■ Exercise description: Check each line of the records below and collect those that include the word "rocky".
──────────
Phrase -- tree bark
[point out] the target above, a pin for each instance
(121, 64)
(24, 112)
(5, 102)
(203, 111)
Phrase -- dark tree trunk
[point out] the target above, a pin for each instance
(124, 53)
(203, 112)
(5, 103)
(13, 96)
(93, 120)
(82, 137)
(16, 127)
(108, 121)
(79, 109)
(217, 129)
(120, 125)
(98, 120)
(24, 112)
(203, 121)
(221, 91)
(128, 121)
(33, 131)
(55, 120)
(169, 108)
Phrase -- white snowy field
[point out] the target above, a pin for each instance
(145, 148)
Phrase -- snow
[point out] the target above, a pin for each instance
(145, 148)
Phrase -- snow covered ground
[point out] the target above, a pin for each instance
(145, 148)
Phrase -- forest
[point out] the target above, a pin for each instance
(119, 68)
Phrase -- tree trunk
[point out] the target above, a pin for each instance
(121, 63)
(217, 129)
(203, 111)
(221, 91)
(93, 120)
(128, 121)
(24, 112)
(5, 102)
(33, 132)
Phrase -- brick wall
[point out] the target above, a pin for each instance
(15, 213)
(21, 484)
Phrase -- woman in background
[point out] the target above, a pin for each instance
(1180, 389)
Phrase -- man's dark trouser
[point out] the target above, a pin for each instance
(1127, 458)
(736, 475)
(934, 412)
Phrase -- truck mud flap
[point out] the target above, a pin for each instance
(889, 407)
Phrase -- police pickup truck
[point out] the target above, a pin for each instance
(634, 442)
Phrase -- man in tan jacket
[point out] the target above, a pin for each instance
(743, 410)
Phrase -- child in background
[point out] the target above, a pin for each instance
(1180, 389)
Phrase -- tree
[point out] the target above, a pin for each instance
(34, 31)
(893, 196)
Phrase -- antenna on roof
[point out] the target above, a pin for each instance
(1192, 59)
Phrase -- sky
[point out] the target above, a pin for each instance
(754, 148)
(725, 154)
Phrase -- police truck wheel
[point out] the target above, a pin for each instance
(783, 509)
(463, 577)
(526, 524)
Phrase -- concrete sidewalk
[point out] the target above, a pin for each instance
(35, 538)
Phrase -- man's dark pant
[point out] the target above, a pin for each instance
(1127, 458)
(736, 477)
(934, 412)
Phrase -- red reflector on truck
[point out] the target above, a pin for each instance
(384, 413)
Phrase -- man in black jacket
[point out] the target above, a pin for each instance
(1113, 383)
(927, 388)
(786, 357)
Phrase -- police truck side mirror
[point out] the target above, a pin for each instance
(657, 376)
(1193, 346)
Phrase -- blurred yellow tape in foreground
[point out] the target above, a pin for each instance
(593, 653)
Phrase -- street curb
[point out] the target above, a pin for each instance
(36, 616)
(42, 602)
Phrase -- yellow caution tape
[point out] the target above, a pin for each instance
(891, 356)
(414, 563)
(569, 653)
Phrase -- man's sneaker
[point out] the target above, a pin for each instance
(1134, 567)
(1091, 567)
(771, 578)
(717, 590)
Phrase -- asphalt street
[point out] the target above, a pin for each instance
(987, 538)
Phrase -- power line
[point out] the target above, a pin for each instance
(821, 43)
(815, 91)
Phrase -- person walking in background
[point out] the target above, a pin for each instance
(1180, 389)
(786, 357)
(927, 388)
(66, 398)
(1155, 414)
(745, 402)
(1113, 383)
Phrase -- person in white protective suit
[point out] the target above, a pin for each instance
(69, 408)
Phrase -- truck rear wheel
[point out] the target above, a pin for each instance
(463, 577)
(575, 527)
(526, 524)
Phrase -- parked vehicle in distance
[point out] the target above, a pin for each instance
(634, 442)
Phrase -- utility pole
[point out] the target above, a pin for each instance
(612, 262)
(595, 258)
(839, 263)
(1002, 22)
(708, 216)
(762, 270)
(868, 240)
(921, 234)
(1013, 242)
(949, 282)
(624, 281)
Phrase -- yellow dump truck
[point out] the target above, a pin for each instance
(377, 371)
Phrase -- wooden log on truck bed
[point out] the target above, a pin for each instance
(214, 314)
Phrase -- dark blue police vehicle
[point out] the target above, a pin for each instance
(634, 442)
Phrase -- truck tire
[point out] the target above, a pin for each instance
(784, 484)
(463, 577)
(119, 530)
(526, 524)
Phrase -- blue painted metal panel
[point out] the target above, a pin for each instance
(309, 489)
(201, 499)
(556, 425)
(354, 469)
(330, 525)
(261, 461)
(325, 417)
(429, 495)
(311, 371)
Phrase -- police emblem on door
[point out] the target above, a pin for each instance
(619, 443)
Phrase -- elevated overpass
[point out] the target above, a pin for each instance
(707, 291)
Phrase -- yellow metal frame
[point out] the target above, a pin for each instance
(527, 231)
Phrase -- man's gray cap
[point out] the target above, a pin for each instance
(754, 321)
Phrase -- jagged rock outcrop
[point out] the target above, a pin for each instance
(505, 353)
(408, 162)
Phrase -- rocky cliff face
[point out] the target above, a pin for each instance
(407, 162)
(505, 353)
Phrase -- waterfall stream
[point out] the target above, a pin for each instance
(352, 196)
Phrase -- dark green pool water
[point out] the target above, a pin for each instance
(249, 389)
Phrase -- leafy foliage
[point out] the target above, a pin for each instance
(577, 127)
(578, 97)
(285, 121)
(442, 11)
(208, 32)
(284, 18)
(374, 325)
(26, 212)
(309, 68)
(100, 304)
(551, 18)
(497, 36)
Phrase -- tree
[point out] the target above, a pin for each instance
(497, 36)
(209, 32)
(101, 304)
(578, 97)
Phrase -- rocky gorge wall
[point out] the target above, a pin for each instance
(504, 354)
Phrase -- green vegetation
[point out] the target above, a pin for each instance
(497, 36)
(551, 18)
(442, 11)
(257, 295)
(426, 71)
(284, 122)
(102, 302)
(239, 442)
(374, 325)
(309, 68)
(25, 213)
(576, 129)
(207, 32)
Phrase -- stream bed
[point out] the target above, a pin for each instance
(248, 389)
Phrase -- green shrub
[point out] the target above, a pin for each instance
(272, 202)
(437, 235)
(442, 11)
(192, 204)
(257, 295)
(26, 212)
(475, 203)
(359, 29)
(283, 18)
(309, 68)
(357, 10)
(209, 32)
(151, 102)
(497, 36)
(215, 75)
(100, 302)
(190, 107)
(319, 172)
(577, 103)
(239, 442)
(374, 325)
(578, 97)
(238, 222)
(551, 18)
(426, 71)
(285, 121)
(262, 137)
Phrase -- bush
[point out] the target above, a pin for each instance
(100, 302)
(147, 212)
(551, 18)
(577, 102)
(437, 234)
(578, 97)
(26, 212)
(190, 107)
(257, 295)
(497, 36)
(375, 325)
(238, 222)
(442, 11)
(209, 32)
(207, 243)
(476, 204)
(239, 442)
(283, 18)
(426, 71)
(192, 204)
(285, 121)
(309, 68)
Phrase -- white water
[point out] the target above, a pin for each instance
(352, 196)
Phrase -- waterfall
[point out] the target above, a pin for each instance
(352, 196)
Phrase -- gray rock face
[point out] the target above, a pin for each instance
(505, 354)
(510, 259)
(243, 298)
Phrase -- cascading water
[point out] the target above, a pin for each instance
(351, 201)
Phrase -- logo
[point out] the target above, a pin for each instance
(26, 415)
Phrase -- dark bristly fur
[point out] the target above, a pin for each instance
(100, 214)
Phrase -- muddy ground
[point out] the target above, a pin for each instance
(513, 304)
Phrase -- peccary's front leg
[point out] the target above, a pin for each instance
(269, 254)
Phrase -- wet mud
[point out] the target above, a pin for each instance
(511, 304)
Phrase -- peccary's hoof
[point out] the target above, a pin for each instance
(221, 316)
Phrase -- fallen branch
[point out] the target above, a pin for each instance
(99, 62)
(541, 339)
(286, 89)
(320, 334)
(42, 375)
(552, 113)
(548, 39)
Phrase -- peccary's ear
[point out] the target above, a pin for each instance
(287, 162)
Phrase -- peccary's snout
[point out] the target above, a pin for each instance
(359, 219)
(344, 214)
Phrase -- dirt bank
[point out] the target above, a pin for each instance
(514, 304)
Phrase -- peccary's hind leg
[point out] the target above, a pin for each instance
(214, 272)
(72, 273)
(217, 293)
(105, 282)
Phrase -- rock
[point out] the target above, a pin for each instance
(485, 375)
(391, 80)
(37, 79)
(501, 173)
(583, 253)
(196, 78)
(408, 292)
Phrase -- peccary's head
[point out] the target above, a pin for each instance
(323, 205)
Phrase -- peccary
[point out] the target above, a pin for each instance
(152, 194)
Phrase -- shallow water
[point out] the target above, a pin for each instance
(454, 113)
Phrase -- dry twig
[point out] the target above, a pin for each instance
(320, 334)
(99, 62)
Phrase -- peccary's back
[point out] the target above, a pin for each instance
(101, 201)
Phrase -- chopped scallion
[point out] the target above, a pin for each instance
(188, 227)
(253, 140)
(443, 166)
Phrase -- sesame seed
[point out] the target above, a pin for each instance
──────────
■ Result for this task:
Phrase -- rocky cliff face
Phrase -- rocky gorge wall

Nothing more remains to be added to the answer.